__INSTRUÇÕES DO EXERCÍCIO__:
**1.** Verifique se cada afirmação concorda com o texto sobre J’accuse e responda sim ou não, citando entre aspas as palavras do texto que decidem. (a) Polanski passou a infância entre o gueto de Cracóvia e casas de estranhos sob uma identidade falsa. (b) O filme J’accuse data de 2009. (c) Polanski relata o seu processo judicial numa autobiografia.
**2.** Prossiga o texto sobre J’accuse a partir da última frase apresentada.

__TEXTO DA PÁGINA__:
· · · · · · ·
“J’accuse”: o pequeno bom soldado de Polanski

Se ao princípio poderá ser motivo de estranheza o interesse de Roman Polanski em adaptar o caso Dreyfus ao cinema, em retrospectiva ele surge-nos como inevitável. Polanski, como Dreyfus, sentiu na pele o anti-semitismo, com a infância passada no Holocausto entre o gueto de Cracóvia e casas de estranhos sob uma identidade falsa. Polanski, como Dreyfus, sofreu acusações injustas, pelo menos quando apontado, por parte de uma imprensa supersticiosa e moralmente sórdida, como responsável indirecto pela morte de Sharon Tate ao, entre outras calúnias, levar uma vida devassa de drogas, bacanais e rituais satânicos.

E lendo na sua autobiografia o desenvolvimento do seu próprio controverso processo judicial, compreende-se que Polanski, como Dreyfus, se encara como vítima de um sistema adulterado. Falsos testemunhos, juízes parciais, facciosismo, perjúrio, cárcere, tudo isto Polanski diz que conheceu com o seu caso. O cineasta sabe o que é, portanto, viver no universo que quase sempre retratou no seu cinema: inseguro, paranóico, cínico, kafkiano até certo ponto, com as personagens a serem vítimas fatais do absurdo. É desse universo que vem J’accuse (J’accuse – O Oficial e o Espião, 2019).
· · · · · · ·
__LINHAS DE DADOS__:
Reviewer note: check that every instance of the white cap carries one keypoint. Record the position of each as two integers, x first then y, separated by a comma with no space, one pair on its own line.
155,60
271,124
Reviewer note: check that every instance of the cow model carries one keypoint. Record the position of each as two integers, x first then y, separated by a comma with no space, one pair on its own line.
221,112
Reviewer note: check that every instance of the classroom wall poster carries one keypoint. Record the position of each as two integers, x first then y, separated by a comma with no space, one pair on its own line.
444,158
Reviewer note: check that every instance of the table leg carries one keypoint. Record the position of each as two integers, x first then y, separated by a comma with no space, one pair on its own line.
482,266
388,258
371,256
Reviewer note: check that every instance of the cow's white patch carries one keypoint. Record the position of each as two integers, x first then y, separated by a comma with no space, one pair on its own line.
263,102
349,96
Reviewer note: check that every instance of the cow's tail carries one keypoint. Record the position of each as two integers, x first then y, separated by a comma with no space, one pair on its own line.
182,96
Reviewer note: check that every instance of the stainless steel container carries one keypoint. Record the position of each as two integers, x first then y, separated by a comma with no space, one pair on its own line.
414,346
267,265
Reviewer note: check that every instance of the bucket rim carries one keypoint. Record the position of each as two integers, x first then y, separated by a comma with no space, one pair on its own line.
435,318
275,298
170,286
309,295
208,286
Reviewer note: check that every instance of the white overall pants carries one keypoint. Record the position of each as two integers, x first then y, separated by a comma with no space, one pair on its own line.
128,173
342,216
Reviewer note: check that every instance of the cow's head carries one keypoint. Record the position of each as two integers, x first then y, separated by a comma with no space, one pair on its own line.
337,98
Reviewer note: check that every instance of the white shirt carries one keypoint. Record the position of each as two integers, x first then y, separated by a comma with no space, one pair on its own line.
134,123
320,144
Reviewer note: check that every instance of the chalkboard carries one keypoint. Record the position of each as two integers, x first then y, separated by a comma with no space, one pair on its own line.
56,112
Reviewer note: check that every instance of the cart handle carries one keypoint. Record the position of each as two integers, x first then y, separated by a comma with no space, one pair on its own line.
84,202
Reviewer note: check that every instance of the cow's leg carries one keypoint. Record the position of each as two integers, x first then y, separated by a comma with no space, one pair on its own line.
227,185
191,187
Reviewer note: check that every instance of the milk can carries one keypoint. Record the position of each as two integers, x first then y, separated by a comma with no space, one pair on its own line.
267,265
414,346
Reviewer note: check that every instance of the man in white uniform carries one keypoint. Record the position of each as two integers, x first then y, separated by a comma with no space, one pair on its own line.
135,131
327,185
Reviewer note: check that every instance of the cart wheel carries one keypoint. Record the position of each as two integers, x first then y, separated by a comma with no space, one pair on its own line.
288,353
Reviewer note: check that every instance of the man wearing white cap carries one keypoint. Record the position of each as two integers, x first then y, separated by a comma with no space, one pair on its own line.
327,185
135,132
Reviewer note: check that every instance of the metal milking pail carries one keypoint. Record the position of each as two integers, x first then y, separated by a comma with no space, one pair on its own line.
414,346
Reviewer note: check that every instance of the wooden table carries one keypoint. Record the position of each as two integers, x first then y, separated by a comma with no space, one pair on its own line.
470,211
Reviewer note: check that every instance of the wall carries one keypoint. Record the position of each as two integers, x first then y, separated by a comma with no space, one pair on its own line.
· · · · · · ·
__RESPOSTAS POR TAREFA__:
**1.**
(a) Sim: «com a infância passada no Holocausto entre o gueto de Cracóvia e casas de estranhos sob uma identidade falsa»
(b) Não: «J’accuse – O Oficial e o Espião, 2019»
(c) Sim: «lendo na sua autobiografia o desenvolvimento do seu próprio controverso processo judicial»

**2.**
Fresco histórico que é também filme de espionagem, policial e courtroom drama, o título poderá induzir o espectador no erro de que a personagem central é Émile Zola, o escritor naturalista cujo artigo publicado no jornal L’Aurore denunciou os erros militares, políticos e judiciais permitidos pelas forças armadas quanto ao caso Dreyfus, militar judeu injustamente acusado de alta traição por espionagem, cuja sentença draconiana foi a prisão perpétua na Ilha do Diabo. Não é esse o caso [esse filme já foi feito, chama-se The Life of Émile Zola (A Vida de Zola, 1937) e é um dos biopics mais interessantes da Hollywood clássica]. Ao invés, J’accuse foca-se em Picquart, o coronel que descobriu a verdade quanto ao processo e, na rejeição da conivência com a estratégia racista e nacionalista do exército, tentou trazê-la ao conhecimento público, causando o escândalo. É um filme hitchcockiano no seu jogo de espiões, atmosfera paranóica, falsos culpados e ambiguidades morais, com o acrescento de reconstruir um caso real de forma inegavelmente casuística (desde a primeira cena, com a degradação de Dreyfus) e com o sentido do absurdo típico do realizador (a fácil aceitação do testemunho ilógico e contraditório do grafologista, por exemplo).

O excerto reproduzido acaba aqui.